• **WHAT YOU SHOULD DO**:
For the material that follows, work out how many lines hold the word "below" and answer only with the number.

• **PROVIDED RECORDS**:

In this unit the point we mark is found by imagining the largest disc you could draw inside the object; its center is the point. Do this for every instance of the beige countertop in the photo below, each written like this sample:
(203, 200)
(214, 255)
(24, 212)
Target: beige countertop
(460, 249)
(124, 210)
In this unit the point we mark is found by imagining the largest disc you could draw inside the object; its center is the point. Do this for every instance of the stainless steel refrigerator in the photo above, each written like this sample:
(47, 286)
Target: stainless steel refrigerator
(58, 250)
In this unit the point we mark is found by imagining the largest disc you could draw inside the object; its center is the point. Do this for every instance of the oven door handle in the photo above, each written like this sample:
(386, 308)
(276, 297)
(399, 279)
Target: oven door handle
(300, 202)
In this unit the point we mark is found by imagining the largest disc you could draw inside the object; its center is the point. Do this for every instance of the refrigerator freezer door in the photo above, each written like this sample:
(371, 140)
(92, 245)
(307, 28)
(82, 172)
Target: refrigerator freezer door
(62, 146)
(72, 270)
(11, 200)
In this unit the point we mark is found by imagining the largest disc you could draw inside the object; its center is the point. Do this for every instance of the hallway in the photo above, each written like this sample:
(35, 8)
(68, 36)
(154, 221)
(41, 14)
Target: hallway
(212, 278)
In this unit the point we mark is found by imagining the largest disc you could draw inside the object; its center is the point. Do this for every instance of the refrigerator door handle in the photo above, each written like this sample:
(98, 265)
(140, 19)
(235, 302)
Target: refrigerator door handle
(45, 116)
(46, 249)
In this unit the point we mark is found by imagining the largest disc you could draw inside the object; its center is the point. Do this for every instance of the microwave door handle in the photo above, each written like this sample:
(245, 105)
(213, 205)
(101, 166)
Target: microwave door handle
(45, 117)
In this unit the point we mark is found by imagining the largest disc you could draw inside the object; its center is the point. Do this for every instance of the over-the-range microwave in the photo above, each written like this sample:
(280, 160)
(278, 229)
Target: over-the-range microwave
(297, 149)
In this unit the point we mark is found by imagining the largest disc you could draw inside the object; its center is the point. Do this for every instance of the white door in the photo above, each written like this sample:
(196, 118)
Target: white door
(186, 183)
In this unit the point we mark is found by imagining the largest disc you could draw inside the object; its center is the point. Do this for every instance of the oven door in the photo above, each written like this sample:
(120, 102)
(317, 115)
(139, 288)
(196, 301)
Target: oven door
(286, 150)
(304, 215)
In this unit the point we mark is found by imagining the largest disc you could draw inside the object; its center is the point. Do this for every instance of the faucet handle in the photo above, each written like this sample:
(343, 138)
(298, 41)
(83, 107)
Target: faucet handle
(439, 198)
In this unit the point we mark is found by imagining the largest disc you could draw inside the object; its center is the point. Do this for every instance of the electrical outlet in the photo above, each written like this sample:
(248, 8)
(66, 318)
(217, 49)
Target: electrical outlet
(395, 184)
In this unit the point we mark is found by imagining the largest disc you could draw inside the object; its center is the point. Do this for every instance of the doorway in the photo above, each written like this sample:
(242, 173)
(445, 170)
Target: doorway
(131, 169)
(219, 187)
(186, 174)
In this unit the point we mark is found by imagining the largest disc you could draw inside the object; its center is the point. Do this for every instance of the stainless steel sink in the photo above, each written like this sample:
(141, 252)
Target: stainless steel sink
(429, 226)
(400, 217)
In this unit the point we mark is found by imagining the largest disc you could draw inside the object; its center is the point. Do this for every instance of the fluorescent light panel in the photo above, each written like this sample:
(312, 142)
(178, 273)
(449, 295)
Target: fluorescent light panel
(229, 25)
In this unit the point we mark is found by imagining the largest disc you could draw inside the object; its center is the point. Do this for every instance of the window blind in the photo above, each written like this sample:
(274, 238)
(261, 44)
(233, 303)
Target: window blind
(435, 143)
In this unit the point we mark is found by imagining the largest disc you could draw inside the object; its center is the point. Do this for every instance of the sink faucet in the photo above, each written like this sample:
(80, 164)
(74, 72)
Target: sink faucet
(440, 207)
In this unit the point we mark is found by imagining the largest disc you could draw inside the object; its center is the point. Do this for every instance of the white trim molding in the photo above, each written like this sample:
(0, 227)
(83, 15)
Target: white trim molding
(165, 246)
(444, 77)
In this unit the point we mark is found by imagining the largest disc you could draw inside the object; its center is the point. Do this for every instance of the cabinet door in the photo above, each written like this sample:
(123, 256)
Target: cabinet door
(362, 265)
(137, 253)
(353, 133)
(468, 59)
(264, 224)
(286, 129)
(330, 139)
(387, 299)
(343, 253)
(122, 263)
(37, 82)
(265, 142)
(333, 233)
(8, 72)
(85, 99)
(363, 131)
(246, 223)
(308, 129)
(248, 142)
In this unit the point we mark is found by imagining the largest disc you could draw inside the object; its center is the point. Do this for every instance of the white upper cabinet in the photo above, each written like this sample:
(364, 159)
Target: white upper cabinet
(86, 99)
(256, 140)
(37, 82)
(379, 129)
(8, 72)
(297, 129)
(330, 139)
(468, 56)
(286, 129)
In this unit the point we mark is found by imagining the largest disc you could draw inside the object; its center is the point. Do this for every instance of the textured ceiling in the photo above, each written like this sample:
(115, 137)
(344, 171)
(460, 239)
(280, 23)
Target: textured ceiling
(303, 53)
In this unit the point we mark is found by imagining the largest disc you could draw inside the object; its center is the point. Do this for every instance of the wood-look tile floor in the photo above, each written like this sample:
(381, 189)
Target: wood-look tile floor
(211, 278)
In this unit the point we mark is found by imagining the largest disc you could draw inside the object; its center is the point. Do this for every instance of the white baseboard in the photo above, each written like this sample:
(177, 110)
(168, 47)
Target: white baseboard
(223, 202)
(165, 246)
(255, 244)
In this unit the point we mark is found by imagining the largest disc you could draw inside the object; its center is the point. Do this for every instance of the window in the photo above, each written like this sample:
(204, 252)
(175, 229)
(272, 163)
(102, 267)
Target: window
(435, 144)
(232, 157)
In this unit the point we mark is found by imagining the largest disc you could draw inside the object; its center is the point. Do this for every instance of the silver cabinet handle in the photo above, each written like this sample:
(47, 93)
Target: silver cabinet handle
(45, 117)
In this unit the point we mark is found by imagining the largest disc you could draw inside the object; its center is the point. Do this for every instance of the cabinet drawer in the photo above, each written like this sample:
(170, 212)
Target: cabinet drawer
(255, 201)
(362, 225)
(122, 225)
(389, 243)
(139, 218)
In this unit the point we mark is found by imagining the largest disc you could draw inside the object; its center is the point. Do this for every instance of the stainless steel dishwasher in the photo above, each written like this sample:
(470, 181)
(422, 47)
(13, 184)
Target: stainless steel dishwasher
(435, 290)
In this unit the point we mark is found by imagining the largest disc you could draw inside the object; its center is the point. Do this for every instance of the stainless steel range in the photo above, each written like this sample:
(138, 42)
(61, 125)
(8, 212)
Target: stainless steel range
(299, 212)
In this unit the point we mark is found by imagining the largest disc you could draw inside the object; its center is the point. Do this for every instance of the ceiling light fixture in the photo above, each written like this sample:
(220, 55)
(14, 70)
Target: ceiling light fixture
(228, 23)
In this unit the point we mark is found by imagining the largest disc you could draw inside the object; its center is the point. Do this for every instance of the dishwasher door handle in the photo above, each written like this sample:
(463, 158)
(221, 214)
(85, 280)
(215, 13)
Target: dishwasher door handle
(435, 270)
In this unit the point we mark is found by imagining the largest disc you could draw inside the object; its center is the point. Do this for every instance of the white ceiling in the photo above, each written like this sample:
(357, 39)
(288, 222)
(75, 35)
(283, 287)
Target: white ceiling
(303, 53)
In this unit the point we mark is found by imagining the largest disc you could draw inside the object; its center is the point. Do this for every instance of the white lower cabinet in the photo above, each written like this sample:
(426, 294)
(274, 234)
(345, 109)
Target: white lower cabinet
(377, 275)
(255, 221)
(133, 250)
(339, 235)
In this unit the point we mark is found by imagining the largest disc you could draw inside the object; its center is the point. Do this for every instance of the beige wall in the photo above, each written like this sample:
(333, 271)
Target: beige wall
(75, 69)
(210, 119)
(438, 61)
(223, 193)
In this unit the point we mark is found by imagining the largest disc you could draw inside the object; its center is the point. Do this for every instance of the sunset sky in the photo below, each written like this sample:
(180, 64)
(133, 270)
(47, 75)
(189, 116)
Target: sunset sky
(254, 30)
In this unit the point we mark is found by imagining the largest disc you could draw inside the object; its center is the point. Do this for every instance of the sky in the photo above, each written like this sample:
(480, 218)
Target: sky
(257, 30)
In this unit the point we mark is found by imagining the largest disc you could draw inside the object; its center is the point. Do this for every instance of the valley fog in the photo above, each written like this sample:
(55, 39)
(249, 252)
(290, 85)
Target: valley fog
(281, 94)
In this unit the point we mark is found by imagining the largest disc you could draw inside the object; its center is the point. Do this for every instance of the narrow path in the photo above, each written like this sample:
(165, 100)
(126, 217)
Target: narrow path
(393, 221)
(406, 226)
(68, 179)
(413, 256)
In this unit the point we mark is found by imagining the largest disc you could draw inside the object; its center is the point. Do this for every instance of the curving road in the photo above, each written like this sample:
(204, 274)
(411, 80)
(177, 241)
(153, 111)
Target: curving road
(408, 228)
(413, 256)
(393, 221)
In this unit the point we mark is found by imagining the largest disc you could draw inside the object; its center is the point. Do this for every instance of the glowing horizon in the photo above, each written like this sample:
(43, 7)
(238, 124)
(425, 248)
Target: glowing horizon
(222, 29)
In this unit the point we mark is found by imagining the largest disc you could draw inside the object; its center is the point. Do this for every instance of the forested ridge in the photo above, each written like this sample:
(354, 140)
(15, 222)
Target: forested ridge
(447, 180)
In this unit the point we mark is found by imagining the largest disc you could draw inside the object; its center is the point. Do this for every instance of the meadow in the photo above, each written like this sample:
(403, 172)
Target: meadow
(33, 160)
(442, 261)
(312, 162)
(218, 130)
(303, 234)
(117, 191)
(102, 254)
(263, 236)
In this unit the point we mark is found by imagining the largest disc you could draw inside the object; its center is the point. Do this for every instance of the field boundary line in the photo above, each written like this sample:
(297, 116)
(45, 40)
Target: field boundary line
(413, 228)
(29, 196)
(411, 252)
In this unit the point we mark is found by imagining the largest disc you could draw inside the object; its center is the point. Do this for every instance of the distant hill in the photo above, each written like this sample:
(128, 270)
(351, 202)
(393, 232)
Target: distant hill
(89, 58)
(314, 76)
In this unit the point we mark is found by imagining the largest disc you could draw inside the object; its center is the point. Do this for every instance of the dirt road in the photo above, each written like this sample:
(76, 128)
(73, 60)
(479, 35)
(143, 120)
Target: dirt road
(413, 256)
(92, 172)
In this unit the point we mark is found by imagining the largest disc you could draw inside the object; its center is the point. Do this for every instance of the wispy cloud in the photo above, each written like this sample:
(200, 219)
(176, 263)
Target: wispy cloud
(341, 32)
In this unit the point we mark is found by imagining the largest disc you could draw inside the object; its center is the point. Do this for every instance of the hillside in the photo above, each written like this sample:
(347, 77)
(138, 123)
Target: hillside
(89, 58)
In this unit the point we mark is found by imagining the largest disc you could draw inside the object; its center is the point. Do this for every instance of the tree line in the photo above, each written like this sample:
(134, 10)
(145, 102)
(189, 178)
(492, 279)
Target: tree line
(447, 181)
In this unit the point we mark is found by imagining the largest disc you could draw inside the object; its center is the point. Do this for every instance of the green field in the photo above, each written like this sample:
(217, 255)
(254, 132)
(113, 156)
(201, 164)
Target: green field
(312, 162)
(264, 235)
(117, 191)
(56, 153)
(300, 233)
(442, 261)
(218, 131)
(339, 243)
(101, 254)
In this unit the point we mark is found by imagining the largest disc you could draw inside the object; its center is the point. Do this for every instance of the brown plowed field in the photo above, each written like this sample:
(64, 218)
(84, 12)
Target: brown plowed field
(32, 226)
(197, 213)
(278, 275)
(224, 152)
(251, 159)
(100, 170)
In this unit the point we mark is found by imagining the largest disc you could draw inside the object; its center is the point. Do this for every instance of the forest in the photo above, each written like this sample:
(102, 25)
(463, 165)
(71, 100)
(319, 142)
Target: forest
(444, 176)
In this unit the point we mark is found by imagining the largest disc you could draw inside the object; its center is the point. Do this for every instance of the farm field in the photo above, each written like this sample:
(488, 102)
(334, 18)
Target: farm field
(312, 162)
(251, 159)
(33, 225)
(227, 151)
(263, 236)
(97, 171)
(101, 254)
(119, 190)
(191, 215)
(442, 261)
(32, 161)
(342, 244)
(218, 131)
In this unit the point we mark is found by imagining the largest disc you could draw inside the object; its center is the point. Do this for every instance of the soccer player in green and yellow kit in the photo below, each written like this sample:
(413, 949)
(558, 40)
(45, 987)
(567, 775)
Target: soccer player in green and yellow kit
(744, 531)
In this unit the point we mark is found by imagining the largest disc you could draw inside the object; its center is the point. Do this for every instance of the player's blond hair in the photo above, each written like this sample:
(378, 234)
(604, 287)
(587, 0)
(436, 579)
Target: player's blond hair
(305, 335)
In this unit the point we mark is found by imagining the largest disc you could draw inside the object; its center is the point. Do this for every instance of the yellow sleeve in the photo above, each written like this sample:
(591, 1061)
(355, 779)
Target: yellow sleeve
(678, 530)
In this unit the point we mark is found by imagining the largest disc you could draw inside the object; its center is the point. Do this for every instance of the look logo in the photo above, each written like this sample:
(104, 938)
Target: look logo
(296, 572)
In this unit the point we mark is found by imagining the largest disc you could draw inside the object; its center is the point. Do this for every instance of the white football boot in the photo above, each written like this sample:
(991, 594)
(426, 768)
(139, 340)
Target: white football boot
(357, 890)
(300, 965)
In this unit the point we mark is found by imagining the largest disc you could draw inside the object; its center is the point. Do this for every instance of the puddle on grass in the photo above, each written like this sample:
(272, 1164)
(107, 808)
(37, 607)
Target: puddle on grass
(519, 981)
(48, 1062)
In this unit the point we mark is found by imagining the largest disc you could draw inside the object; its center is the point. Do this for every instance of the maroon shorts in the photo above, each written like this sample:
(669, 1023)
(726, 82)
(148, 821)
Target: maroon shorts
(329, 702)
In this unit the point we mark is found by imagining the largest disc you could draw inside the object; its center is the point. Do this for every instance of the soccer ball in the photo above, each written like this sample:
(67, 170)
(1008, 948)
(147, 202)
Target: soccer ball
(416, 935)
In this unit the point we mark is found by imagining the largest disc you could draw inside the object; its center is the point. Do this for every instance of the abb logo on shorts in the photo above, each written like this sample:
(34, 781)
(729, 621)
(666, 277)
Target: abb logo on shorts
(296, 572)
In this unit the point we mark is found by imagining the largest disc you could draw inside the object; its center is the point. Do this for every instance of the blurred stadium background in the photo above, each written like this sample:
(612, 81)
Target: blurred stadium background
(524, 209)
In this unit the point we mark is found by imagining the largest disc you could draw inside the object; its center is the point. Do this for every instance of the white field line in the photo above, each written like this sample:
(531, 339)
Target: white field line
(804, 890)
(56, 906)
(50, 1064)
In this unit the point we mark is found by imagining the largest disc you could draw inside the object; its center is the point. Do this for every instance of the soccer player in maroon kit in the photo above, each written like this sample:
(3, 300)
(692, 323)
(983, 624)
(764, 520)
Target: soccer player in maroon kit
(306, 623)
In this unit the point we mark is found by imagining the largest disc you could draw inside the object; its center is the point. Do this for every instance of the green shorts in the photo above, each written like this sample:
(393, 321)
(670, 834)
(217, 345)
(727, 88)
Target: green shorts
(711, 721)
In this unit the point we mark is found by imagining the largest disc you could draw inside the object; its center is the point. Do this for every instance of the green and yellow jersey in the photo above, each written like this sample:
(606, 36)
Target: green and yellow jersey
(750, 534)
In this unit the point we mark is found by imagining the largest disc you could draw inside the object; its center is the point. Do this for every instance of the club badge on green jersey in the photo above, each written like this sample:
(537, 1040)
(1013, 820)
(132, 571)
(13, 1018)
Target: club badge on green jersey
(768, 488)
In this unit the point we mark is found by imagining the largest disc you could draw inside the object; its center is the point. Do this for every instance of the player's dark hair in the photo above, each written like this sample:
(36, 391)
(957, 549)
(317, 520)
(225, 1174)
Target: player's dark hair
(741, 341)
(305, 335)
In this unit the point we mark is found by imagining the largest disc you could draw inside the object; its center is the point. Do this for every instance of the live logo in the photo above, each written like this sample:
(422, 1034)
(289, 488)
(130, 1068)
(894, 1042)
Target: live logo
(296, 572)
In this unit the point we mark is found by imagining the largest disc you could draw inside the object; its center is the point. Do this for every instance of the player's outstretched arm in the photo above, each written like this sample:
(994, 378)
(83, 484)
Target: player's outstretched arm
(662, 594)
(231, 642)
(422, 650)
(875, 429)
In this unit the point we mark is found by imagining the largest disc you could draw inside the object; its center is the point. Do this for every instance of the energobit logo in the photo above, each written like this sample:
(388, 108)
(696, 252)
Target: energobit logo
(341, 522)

• **ANSWER TO THIS PROBLEM**:
3